• _Exercise goal_
Could the lines from the one with "Query: mango peel" through the end of the listing be restated exactly, with nothing else included?

(Object point labels)
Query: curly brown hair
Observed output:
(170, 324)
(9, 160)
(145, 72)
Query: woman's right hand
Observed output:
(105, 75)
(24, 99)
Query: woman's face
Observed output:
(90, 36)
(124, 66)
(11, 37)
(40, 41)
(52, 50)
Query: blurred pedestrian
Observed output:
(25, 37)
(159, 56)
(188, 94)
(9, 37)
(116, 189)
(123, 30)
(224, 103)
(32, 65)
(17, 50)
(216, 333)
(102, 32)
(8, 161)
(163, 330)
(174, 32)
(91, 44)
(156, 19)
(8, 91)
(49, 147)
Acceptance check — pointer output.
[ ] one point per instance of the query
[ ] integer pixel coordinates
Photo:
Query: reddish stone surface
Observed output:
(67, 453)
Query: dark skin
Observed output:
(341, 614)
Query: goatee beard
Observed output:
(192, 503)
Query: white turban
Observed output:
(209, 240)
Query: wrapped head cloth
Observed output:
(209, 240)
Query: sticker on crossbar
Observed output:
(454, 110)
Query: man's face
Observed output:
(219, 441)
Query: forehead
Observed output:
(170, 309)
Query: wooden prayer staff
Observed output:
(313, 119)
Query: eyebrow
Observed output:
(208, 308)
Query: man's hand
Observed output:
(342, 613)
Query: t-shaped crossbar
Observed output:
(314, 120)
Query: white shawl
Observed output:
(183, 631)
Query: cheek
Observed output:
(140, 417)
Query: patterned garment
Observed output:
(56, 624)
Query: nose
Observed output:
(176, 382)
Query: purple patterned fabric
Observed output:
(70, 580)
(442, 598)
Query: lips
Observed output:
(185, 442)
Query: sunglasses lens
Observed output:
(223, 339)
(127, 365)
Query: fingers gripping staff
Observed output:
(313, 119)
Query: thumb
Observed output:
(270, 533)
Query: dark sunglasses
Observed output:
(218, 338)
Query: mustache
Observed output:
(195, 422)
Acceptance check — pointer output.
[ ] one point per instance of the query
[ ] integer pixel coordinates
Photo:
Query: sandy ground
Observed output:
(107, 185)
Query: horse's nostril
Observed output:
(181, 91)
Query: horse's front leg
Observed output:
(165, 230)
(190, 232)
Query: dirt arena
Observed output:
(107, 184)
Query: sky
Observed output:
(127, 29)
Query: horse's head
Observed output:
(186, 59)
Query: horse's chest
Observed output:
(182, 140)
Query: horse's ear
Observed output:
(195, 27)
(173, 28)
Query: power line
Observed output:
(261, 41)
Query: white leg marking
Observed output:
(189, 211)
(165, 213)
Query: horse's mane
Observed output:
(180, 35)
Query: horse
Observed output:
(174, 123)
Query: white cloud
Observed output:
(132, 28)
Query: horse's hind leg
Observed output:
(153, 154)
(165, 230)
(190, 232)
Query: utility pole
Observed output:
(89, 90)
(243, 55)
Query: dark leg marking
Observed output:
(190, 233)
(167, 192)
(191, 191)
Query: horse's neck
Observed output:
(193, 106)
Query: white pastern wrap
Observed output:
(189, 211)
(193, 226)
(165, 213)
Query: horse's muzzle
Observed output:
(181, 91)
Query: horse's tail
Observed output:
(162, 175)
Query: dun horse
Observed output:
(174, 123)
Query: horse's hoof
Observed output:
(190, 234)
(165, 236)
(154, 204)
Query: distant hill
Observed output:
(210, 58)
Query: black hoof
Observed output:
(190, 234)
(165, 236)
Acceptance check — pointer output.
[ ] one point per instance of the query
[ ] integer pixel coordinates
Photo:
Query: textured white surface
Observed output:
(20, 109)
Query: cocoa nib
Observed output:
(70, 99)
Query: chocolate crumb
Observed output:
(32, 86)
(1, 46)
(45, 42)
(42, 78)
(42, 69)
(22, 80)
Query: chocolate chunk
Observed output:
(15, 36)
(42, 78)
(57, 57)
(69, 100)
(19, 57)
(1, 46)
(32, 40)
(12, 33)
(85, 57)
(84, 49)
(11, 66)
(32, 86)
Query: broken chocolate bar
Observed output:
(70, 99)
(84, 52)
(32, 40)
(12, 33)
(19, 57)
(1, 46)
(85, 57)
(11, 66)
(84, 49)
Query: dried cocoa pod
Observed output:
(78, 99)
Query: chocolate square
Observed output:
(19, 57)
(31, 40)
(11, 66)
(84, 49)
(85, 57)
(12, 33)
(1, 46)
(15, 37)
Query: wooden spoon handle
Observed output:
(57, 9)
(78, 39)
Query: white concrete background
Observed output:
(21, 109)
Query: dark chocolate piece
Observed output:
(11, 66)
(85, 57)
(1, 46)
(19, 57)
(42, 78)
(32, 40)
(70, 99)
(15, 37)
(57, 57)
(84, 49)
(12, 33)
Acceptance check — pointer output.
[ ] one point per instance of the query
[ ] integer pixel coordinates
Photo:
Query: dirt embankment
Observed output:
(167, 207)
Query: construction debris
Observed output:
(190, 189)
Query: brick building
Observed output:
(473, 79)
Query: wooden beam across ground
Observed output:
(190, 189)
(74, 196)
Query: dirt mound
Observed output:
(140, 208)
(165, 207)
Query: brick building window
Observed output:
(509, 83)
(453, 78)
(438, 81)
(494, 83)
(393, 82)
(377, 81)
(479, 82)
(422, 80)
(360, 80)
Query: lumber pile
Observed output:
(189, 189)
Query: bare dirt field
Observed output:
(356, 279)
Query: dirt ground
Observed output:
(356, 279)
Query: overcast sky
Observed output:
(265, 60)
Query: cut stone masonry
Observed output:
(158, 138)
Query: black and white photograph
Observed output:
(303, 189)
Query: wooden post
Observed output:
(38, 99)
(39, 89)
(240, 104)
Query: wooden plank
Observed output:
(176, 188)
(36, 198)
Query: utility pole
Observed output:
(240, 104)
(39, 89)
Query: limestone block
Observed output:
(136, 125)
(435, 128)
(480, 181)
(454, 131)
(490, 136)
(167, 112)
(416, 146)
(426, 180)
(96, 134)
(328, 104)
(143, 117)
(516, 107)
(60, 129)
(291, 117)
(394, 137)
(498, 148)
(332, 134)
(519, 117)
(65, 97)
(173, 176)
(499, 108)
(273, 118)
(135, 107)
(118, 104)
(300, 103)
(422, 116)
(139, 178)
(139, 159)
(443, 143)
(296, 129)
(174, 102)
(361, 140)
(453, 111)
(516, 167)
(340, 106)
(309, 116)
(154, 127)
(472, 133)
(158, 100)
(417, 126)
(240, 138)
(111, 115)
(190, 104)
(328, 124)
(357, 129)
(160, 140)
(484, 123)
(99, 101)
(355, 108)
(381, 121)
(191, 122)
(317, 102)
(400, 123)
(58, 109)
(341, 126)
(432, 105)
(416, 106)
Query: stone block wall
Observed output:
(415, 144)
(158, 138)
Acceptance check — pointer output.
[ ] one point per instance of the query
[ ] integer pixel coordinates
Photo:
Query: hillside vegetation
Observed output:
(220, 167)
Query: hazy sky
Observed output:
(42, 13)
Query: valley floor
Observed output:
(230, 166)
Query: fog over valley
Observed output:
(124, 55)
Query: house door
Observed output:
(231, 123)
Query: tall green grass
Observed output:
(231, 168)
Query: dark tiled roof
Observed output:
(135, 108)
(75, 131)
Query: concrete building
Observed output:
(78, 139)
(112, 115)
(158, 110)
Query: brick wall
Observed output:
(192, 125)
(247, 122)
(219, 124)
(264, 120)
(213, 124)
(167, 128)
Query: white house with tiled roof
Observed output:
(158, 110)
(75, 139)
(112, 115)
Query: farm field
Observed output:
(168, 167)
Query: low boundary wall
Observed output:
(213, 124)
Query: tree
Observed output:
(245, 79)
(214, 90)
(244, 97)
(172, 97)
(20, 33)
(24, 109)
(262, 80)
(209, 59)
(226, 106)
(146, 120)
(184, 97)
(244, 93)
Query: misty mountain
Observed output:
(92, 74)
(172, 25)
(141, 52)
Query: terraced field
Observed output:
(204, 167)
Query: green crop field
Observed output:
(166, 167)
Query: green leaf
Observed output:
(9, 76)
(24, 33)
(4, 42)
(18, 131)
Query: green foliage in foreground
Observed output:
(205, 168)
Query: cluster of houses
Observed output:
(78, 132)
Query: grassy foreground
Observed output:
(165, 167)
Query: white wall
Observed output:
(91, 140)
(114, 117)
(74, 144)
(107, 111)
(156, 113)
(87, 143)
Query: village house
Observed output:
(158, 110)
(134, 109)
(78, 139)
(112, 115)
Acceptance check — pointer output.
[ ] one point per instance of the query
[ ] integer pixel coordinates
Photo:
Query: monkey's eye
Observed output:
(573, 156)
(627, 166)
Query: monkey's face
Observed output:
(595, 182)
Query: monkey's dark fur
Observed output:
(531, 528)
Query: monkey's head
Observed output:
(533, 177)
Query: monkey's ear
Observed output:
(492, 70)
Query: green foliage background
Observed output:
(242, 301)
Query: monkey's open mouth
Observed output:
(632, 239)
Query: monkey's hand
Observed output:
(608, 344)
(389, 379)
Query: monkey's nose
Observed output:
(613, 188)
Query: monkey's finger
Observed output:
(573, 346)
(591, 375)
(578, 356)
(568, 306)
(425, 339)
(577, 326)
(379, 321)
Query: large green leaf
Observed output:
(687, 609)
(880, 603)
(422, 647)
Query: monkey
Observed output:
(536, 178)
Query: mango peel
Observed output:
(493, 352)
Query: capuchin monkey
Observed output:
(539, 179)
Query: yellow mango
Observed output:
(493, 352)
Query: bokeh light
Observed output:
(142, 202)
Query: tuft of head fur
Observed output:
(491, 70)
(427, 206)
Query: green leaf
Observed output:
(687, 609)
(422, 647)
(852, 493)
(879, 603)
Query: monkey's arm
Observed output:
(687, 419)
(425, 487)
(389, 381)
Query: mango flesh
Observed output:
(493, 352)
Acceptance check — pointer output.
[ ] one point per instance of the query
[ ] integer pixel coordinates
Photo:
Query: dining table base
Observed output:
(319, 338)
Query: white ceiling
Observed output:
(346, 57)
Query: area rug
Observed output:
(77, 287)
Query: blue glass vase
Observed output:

• _Result_
Query: mango peel
Observed output:
(493, 352)
Query: capuchin monkey
Observed output:
(539, 179)
Query: yellow mango
Observed output:
(493, 352)
Query: bokeh light
Observed output:
(142, 202)
Query: tuft of head fur
Observed output:
(491, 70)
(427, 206)
Query: green leaf
Observed output:
(687, 609)
(422, 647)
(852, 493)
(879, 603)
Query: monkey's arm
Observed output:
(687, 419)
(425, 487)
(389, 381)
Query: mango flesh
Observed output:
(493, 352)
Acceptance check — pointer output.
[ ] one point per instance of the query
[ ] integer pixel coordinates
Photo:
Query: dining table base
Observed output:
(319, 338)
Query: white ceiling
Observed output:
(346, 57)
Query: area rug
Observed output:
(77, 287)
Query: blue glass vase
Observed output:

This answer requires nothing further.